▶ [Objective] Format every line of the entries below as a JSON list of strings, one string per line, skipping blank lines and leaving out the pictures.

▶ [Given data]
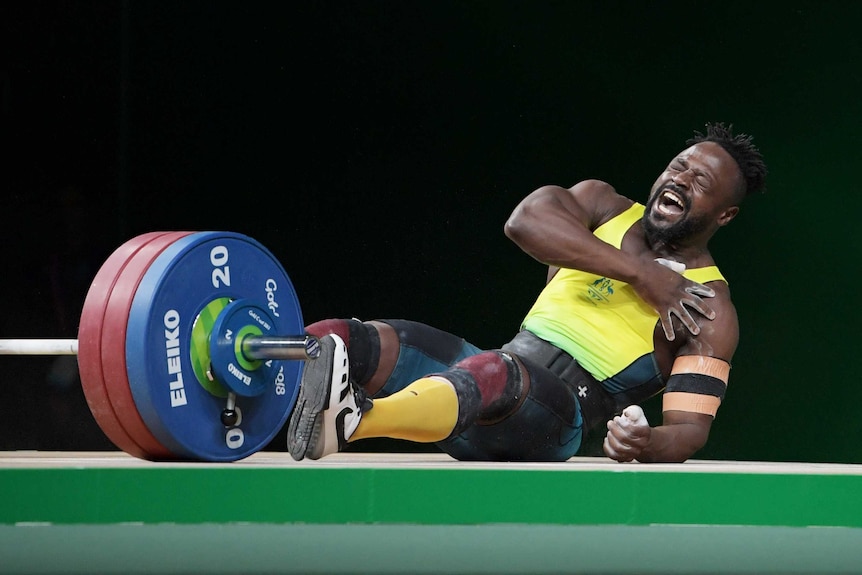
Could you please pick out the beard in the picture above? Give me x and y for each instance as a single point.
(676, 233)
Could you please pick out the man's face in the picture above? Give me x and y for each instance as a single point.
(694, 196)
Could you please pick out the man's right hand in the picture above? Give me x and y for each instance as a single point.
(671, 295)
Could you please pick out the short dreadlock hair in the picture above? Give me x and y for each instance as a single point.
(741, 149)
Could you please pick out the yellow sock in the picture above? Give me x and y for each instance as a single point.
(425, 411)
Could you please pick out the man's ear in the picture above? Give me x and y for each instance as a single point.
(728, 215)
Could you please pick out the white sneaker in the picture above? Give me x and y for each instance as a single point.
(328, 408)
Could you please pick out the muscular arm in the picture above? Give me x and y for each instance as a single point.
(554, 225)
(682, 433)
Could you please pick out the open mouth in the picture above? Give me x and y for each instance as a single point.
(670, 203)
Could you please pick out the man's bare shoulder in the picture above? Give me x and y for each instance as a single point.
(600, 199)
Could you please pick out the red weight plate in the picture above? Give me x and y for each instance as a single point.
(90, 343)
(114, 332)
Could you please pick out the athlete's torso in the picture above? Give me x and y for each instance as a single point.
(603, 323)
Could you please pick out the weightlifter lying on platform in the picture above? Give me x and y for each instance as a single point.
(621, 319)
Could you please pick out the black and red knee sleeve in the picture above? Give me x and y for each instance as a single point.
(490, 387)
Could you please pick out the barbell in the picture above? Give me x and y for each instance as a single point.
(180, 348)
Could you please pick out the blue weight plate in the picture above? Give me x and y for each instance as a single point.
(180, 412)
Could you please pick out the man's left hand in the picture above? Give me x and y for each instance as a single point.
(628, 435)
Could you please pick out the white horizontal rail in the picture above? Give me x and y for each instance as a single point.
(38, 347)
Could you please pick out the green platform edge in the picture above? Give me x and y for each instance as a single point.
(238, 519)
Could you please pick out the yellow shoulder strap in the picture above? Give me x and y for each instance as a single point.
(613, 230)
(703, 275)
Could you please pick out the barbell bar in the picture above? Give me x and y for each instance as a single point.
(253, 347)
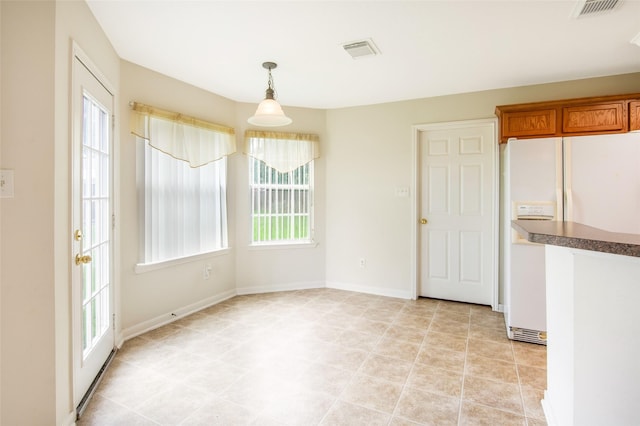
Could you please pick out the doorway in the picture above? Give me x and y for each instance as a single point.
(456, 211)
(91, 225)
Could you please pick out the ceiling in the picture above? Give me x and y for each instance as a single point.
(427, 48)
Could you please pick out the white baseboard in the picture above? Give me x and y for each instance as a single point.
(280, 287)
(174, 315)
(389, 292)
(548, 411)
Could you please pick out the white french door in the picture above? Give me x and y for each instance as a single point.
(458, 212)
(92, 210)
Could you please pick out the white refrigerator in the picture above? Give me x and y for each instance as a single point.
(593, 180)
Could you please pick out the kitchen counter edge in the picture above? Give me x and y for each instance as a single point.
(578, 236)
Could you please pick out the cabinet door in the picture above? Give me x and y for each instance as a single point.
(528, 123)
(634, 115)
(603, 117)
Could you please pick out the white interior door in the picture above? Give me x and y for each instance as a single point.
(458, 211)
(93, 336)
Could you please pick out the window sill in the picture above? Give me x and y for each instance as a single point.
(141, 268)
(282, 246)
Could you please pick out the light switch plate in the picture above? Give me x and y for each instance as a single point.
(402, 191)
(6, 183)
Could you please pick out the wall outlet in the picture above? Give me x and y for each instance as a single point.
(206, 271)
(6, 183)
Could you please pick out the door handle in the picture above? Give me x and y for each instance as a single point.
(82, 259)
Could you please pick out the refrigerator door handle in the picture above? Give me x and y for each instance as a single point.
(568, 205)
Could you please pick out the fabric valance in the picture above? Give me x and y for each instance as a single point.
(190, 139)
(282, 151)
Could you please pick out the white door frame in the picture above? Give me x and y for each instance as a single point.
(416, 201)
(77, 54)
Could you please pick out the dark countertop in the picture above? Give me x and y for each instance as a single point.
(579, 236)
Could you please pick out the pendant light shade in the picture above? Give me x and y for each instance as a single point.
(269, 112)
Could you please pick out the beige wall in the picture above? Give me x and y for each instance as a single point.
(35, 263)
(27, 270)
(366, 154)
(369, 153)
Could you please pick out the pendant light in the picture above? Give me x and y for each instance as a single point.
(269, 112)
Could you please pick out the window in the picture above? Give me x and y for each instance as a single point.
(281, 203)
(185, 208)
(182, 184)
(281, 183)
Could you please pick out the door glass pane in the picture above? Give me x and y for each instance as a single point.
(95, 222)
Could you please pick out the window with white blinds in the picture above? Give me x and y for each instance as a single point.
(281, 203)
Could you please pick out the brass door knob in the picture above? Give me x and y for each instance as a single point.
(82, 259)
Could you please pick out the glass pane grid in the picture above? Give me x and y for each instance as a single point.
(96, 220)
(280, 203)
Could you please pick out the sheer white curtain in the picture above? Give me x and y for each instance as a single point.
(183, 182)
(185, 209)
(284, 152)
(195, 141)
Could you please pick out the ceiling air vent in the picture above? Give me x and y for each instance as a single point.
(594, 7)
(361, 48)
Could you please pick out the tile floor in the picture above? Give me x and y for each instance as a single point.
(325, 357)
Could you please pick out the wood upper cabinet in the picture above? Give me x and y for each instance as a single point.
(584, 116)
(602, 117)
(529, 123)
(634, 115)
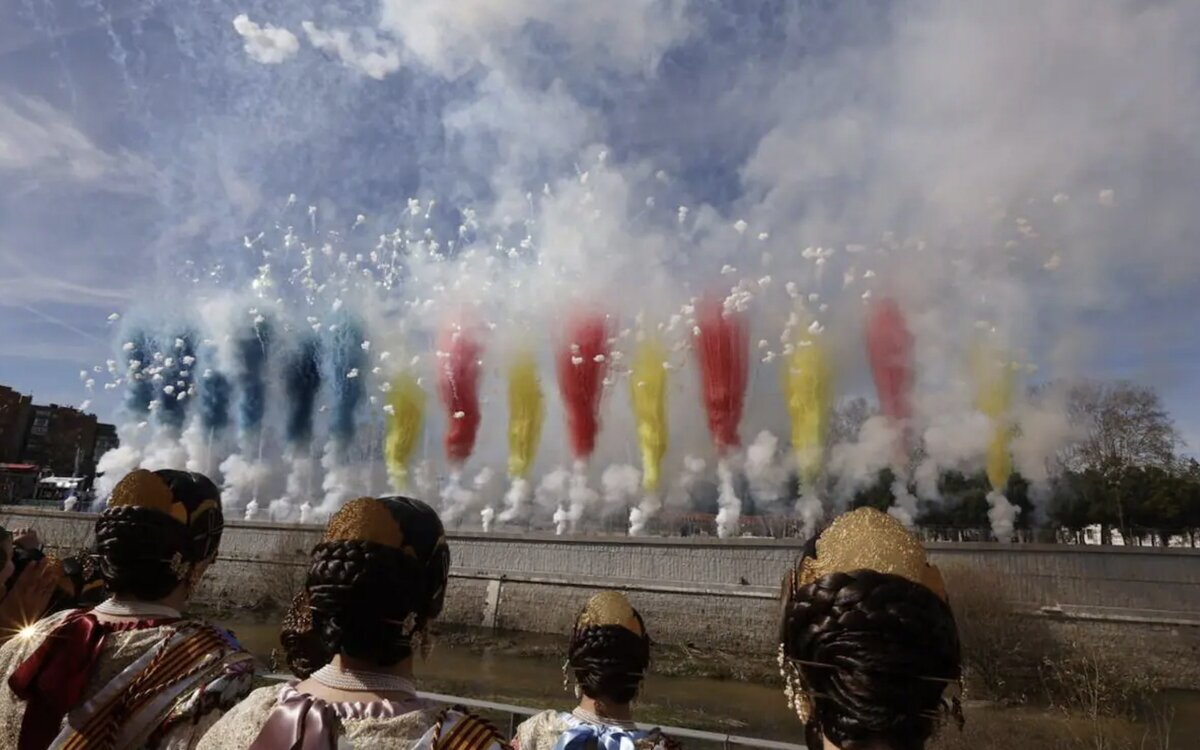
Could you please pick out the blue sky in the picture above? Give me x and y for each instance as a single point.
(136, 135)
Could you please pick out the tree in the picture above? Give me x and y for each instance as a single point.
(1123, 425)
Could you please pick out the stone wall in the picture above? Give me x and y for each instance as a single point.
(695, 591)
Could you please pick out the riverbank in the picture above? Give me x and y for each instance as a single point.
(721, 691)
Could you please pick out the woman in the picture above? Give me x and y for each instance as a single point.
(131, 672)
(869, 649)
(609, 654)
(29, 582)
(375, 583)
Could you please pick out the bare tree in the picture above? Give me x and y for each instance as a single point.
(1123, 425)
(847, 420)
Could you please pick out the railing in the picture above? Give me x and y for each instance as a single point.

▶ [Task response]
[
  "Could you please pick out the beard in the picture above? Give me x and y for each instance as a single point.",
  "(676, 233)",
  "Could you please pick out the man's face in the picture above? Give me x and y for each instance as a single point.",
  "(694, 196)",
  "Could you please pick out the man's right hand in the picture above? Give me x and y for each instance as a single point.",
  "(671, 295)",
  "Could you please pick out the short dreadlock hair in the picture above? Give me x and y for each instance as a single point.",
  "(741, 149)",
  "Could you please pick out the yellow sock in the picture above? Give me x and y for each instance as a single point.",
  "(425, 411)",
  "Could you please pick out the man's ear in the picture above? Give me x and y for each instance as a single point.",
  "(728, 215)",
  "Could you please pick out the white sneaker in the picture above? Give me x and y for each instance as a single point.",
  "(328, 408)",
  "Could you please pick out the muscular arm in the picture above? Give me x and y for each instance as a single point.",
  "(554, 225)",
  "(682, 433)",
  "Could you please pick out the open mouth in the picture above? Give me x and y for each instance as a single point.",
  "(670, 203)",
  "Could you please pick out the man's bare shoulder in the picture above? Give me x and y for each instance as a single point.",
  "(600, 199)",
  "Could you please pick out the red weight plate in the picture above? Give me x and y for each instance as a single point.",
  "(90, 343)",
  "(114, 332)",
  "Could you please pick out the athlete's torso in the picture above? Give me x and y for each instance as a single point.",
  "(603, 323)",
  "Could you please pick out the weightlifter lying on platform in the picture above? Give me x and y for each instance as a single point.",
  "(621, 319)",
  "Could you please pick out the black and red knee sleeve in the picture above? Give me x and y for each instance as a single point.",
  "(490, 387)",
  "Could you please pick out the barbell in the picture above? Give me x and y for each instance as a single point.",
  "(180, 348)",
  "Could you please pick out the blue weight plate in the picture above? Give me x and y for each instance as a single point.",
  "(180, 412)",
  "Could you please pick out the man's left hand in the picture above? Give me x and y for each instance as a single point.",
  "(628, 435)",
  "Could you please pick out the white horizontal rail in the picture above? Give me x and y for each instance as a single point.",
  "(38, 347)",
  "Could you please pick out the green platform edge in the picture above? Give me x and y for each instance as a single point.",
  "(238, 519)",
  "Could you please pick out the yellow shoulder strap in the picture above? Give me x and y for each instance as a single point.",
  "(613, 230)",
  "(703, 275)",
  "Could you please pick out the barbell bar in the picture above? Give me x and y for each instance as a single point.",
  "(253, 347)",
  "Could you please pick out the doorway in the picture above? Give me x and y for each instance as a single point.",
  "(456, 211)",
  "(91, 225)",
  "Could you please pick out the ceiling in the picture above? Give me x and y for each instance as a single point.",
  "(427, 48)",
  "Could you please pick out the white baseboard in the picture above? Give me x and y for each instance as a single point.",
  "(280, 287)",
  "(174, 315)",
  "(389, 292)",
  "(548, 411)",
  "Could you please pick out the white french door in the picture above? Give me x and y for each instance as a single point.",
  "(458, 212)",
  "(92, 210)",
  "Could you please pick out the white refrigerator in the picture above? Give me x and y for each instance as a single point.",
  "(593, 180)",
  "Could you please pick out the kitchen counter edge in the picture above? Give me x and y for each instance as a single point.",
  "(578, 236)",
  "Could you please pick out the cabinet door in the picture above? Give me x and y for each instance as a single point.",
  "(528, 123)",
  "(634, 115)",
  "(603, 117)",
  "Could you please pick out the white interior door in the picture above? Give me x and y for each instance as a single point.",
  "(458, 211)",
  "(93, 336)",
  "Could you please pick out the window sill in the picture above? Give me x and y for each instance as a single point.",
  "(141, 268)",
  "(282, 246)",
  "Could you please pick out the light switch plate in the picture above? Give me x and y for each instance as a single point.",
  "(402, 191)",
  "(6, 183)",
  "Could you please pick out the wall outlet in the picture above? Give me x and y for each instance as a single point.",
  "(206, 271)",
  "(6, 183)",
  "Could you please pick out the door handle in the picture above? Give me x and y for each instance as a single point.",
  "(82, 259)",
  "Could you please pick out the refrigerator door handle in the picture above? Give me x and y for each instance as a single point.",
  "(568, 205)",
  "Could you please pick out the fabric valance in the picture above? Give me x and y for each instance as a single point.",
  "(190, 139)",
  "(282, 151)",
  "Could you please pick out the white door frame in the picture above? Give me x and y for each instance as a single point.",
  "(416, 201)",
  "(77, 54)",
  "Could you please pick out the dark countertop in the picture above? Give me x and y for each instance as a single point.",
  "(579, 236)",
  "Could you please pick out the pendant light shade in the picture above? Give me x and y for each instance as a single point.",
  "(269, 112)",
  "Could you please pick out the beige wall in the picture above? Give me x and y for each instance as a single point.",
  "(35, 263)",
  "(27, 270)",
  "(366, 154)",
  "(369, 153)",
  "Could you please pick out the pendant light in the picture above? Give me x and y for each instance as a single point.",
  "(269, 112)",
  "Could you please pick out the window in the picture above? Give me x and y for each instance as a single point.",
  "(281, 203)",
  "(185, 208)",
  "(182, 184)",
  "(281, 183)",
  "Could you please pick out the door glass pane in the picture above? Give me x and y for each instance as a single point.",
  "(95, 222)",
  "Could you please pick out the window with white blinds in the picture above? Give me x and y for each instance as a single point.",
  "(281, 203)",
  "Could you please pick out the brass door knob in the picture above? Give me x and y for each instance as a single point.",
  "(82, 259)",
  "Could you please pick out the glass pane grid in the picture above? Give me x and y for each instance as a single point.",
  "(96, 220)",
  "(280, 203)",
  "Could you please pick out the sheer white curtain in the picture above? Give me x and y for each instance as a single point.",
  "(183, 182)",
  "(185, 209)",
  "(284, 152)",
  "(195, 141)",
  "Could you please pick out the ceiling air vent in the picture above? Give me x and y for each instance as a single point.",
  "(594, 7)",
  "(361, 48)",
  "Could you please pick out the tile floor in the picture above? Give me x and y for each instance as a single point.",
  "(325, 357)",
  "Could you please pick out the wood upper cabinet in the picture above? Give me x and y for each instance as a single point.",
  "(584, 116)",
  "(602, 117)",
  "(529, 123)",
  "(634, 115)",
  "Could you please pick out the blue sky in the picture above? Give me x and y for each instance as a single point.",
  "(136, 135)",
  "Could you please pick out the tree in the picture above? Give me x and y for each instance as a single point.",
  "(1123, 425)",
  "Could you please pick out the stone wall in the picture above? Give me x and y for each instance as a single point.",
  "(695, 591)",
  "Could you please pick out the riverbank in the picture above? Give me x and y for each instance as a single point.",
  "(721, 691)",
  "Could you please pick out the woman in the picture above? Give me x and y for each instance as a single point.",
  "(131, 672)",
  "(869, 649)",
  "(609, 654)",
  "(29, 582)",
  "(375, 583)",
  "Could you please pick out the bare tree in the picture above? Give me x and y for each instance as a single point.",
  "(1123, 425)",
  "(847, 420)",
  "Could you please pick out the railing in the picture above? Give me x and y for each instance as a single point."
]